_EXERCISE AIM_
All lines from the one that mentions "Note to the class: locate the ocean" through the last of the entries below must be copied exactly, with both ends kept.

_STUDY MATERIAL_
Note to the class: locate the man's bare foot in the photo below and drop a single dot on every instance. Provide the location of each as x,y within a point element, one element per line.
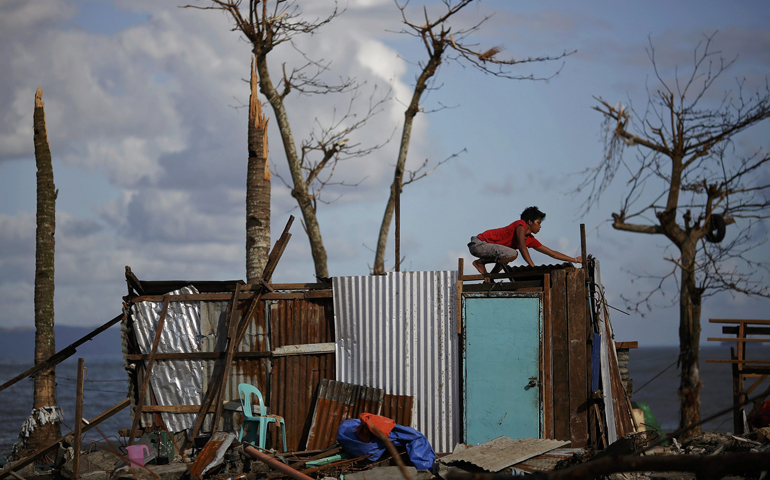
<point>480,266</point>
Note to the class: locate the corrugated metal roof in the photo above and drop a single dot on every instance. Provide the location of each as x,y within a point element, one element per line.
<point>503,452</point>
<point>397,332</point>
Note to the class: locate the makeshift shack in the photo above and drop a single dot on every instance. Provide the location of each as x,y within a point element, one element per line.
<point>531,356</point>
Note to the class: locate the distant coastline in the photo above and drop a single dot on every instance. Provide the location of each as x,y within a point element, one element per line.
<point>18,344</point>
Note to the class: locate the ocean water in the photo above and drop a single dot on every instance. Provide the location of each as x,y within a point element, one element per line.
<point>106,385</point>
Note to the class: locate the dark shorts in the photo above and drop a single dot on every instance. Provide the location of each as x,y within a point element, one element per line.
<point>490,251</point>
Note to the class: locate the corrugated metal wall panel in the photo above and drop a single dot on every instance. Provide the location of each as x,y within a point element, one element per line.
<point>397,332</point>
<point>295,378</point>
<point>339,401</point>
<point>213,338</point>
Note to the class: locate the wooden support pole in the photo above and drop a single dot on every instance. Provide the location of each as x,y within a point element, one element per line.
<point>459,299</point>
<point>78,420</point>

_ANSWER TO THIS EXERCISE_
Note to the class: locate the ocean water in the photo above and drop a single dot on every instance. Provide the location of each as x,y within a point element, one element per line.
<point>106,385</point>
Note to the class: locate the dark shorts in the photo above and drop a single dot on every instance. Provide the location of each as x,y within a point element, one element per line.
<point>490,251</point>
Note to the class: locate the corrugated metal wall panel in the photo above and drop a single dot on every instance. Provide the location of each as x,y within a point element, one element per line.
<point>397,332</point>
<point>295,378</point>
<point>339,401</point>
<point>213,338</point>
Note to the class: locate the wooden support pole in the photo above and drop a single dot on every instance. Provide the location of each as x,y within a point element, one element per line.
<point>459,299</point>
<point>78,420</point>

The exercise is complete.